[Collected data entries]

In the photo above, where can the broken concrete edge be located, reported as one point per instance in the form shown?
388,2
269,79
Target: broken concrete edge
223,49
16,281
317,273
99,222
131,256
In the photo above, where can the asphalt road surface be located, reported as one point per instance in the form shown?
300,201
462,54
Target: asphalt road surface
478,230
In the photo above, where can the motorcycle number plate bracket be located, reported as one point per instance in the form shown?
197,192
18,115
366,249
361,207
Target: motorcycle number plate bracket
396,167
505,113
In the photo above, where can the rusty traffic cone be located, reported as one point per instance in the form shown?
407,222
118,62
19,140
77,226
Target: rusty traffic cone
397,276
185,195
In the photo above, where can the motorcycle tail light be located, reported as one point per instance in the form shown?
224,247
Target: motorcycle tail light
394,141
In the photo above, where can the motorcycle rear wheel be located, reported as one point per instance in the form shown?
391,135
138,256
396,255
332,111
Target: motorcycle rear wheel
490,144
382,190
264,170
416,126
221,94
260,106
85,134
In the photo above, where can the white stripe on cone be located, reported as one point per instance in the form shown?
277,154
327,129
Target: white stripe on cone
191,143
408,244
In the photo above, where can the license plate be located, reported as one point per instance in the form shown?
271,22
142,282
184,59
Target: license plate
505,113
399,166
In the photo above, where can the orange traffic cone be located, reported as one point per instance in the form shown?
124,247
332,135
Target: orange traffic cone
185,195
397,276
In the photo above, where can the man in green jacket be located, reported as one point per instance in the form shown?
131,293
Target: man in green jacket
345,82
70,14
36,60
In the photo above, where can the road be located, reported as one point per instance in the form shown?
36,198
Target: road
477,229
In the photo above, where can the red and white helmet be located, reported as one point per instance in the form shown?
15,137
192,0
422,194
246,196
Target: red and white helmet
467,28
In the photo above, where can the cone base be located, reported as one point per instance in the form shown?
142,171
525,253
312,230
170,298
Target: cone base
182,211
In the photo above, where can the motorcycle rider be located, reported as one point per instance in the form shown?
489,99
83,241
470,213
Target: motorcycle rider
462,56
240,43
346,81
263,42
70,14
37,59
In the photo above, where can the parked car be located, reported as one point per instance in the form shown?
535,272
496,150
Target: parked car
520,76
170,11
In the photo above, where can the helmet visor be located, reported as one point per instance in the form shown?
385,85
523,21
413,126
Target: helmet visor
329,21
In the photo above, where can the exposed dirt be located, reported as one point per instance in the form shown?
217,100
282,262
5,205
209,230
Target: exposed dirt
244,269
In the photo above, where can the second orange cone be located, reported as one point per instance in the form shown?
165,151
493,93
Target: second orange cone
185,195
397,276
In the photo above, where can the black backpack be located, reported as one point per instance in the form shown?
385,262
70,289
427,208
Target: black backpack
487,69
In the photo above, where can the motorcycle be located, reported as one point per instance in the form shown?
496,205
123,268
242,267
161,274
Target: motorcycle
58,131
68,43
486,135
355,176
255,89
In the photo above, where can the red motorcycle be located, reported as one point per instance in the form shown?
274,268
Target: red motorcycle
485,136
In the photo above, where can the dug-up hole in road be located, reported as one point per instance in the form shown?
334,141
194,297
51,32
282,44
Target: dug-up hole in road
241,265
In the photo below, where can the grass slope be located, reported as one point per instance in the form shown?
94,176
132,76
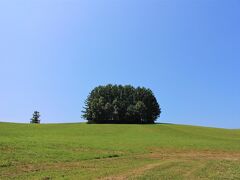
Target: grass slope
82,151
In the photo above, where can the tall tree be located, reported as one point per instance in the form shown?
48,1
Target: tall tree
121,104
35,119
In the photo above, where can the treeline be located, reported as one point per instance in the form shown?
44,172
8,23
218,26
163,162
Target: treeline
121,104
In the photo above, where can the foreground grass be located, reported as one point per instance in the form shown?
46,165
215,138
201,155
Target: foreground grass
81,151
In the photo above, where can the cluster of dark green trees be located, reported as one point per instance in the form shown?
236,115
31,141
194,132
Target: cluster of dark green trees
35,119
121,104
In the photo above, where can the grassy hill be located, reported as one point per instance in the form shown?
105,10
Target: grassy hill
82,151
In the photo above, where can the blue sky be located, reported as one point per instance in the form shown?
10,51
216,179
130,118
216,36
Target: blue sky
52,53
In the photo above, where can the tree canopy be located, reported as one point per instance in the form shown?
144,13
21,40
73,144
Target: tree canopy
121,104
35,119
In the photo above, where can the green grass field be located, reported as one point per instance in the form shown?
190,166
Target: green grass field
82,151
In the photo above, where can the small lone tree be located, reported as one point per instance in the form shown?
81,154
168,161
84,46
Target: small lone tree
35,119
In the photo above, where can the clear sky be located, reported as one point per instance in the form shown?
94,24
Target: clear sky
53,52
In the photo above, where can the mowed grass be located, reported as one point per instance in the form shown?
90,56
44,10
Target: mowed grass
83,151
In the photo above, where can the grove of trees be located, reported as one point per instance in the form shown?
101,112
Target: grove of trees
35,119
121,104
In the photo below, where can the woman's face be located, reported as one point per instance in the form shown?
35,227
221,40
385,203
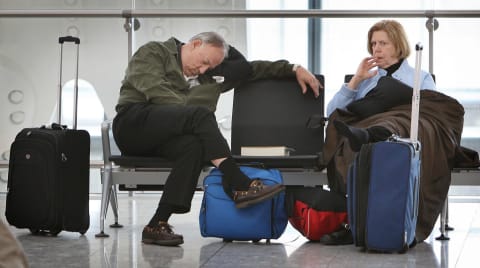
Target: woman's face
383,49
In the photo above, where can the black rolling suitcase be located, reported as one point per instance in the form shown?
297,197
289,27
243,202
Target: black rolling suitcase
48,176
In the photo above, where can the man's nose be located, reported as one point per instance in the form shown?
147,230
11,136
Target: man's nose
203,69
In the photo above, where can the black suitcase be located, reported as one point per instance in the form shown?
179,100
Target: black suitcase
48,176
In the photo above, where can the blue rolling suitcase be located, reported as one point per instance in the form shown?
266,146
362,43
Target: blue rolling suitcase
220,218
383,188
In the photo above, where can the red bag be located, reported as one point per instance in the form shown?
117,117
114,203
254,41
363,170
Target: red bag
314,211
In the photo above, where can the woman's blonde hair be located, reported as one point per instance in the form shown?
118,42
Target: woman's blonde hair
395,33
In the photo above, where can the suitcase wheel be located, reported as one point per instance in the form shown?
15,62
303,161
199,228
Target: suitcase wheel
45,233
34,231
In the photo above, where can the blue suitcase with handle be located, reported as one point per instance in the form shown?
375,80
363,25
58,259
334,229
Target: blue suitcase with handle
220,218
383,189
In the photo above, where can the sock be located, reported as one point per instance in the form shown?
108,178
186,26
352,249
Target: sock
162,213
356,136
233,177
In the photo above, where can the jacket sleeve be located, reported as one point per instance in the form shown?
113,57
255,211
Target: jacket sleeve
272,69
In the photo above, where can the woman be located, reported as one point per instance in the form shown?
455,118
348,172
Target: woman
376,103
389,48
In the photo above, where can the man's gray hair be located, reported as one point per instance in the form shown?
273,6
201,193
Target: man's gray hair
214,39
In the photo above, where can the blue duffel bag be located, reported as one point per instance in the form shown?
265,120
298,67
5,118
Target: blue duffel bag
220,218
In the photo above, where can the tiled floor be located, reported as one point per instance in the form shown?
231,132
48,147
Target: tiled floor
124,249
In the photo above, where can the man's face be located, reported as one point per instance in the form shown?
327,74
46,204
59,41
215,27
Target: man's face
197,58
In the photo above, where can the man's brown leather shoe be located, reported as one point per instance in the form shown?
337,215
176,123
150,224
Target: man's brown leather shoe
161,234
257,193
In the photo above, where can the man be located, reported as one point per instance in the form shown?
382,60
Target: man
166,108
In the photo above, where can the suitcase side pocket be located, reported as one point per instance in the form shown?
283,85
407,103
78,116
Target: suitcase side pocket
30,198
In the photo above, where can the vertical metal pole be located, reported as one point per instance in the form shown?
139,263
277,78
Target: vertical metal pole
59,111
432,25
75,92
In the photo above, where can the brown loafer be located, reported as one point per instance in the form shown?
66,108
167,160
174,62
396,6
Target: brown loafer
162,235
257,193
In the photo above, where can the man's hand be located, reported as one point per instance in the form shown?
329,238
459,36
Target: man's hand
304,78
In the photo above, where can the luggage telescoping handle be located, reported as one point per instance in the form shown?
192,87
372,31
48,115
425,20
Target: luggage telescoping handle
62,40
416,94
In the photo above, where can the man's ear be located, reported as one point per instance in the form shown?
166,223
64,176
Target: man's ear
196,43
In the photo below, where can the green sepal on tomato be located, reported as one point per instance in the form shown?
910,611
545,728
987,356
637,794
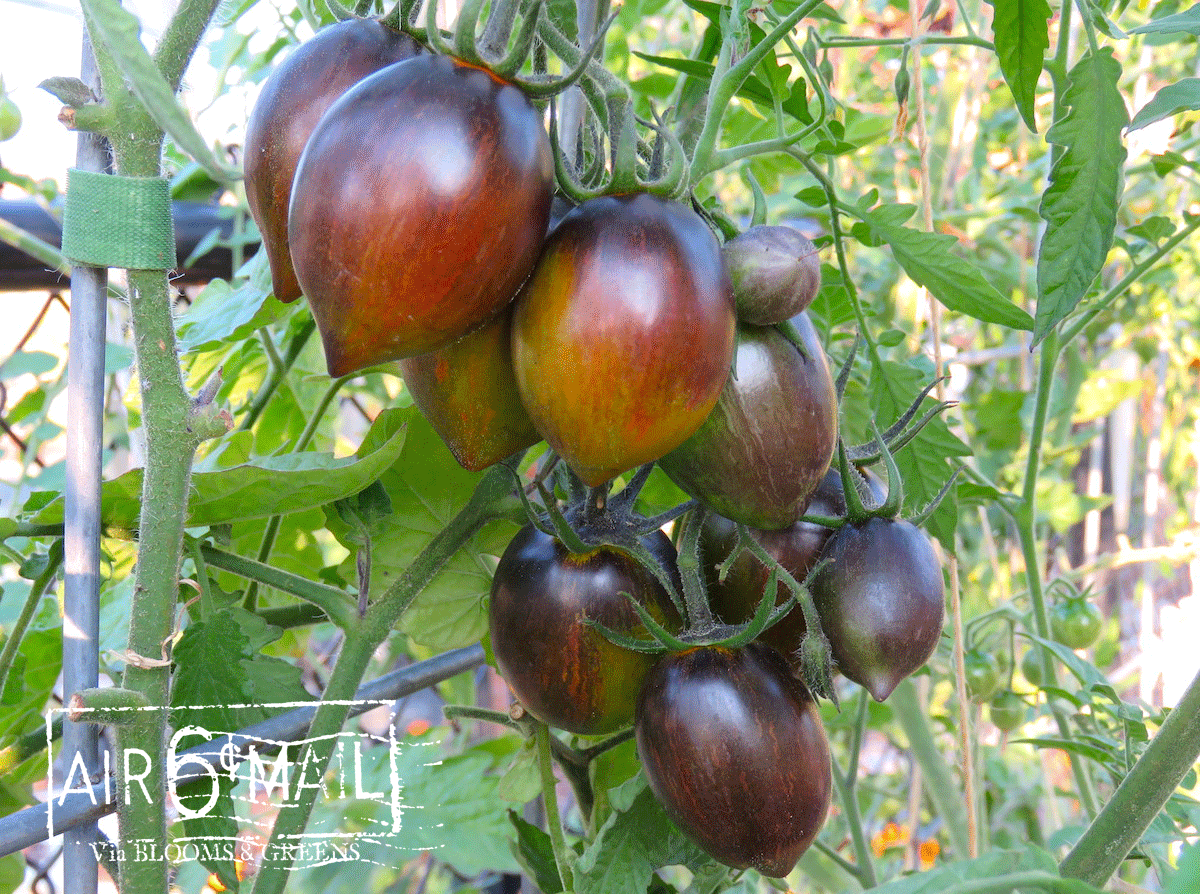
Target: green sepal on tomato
563,670
293,100
468,394
761,453
418,209
733,748
623,335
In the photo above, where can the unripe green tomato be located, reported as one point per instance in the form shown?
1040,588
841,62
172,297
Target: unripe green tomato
1077,623
982,675
10,119
1007,711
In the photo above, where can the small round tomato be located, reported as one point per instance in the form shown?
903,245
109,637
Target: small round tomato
469,395
1075,622
733,749
562,670
419,208
623,335
881,600
294,97
982,675
763,449
1007,711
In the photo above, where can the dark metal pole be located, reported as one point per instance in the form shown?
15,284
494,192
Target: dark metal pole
85,414
29,826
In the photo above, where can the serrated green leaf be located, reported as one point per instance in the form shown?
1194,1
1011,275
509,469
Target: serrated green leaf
636,840
427,487
264,486
1080,203
1021,39
1170,100
1187,22
927,258
223,313
222,679
120,31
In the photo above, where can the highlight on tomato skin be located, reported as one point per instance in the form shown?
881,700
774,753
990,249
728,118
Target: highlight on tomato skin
419,208
563,671
623,335
293,100
733,748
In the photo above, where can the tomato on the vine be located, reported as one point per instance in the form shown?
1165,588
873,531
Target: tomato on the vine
622,337
1075,622
881,600
761,453
299,91
419,208
561,669
733,749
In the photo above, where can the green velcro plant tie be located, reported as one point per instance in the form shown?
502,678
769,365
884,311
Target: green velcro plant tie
118,221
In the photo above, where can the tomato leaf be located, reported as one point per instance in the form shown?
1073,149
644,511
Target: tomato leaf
1170,100
636,840
259,486
1021,37
927,258
1080,203
121,34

EXERCISE BRIEF: Nothing but a number should be given for this: how many lines in the entries above contain "below"?

RESULT FOR THIS EXERCISE: 3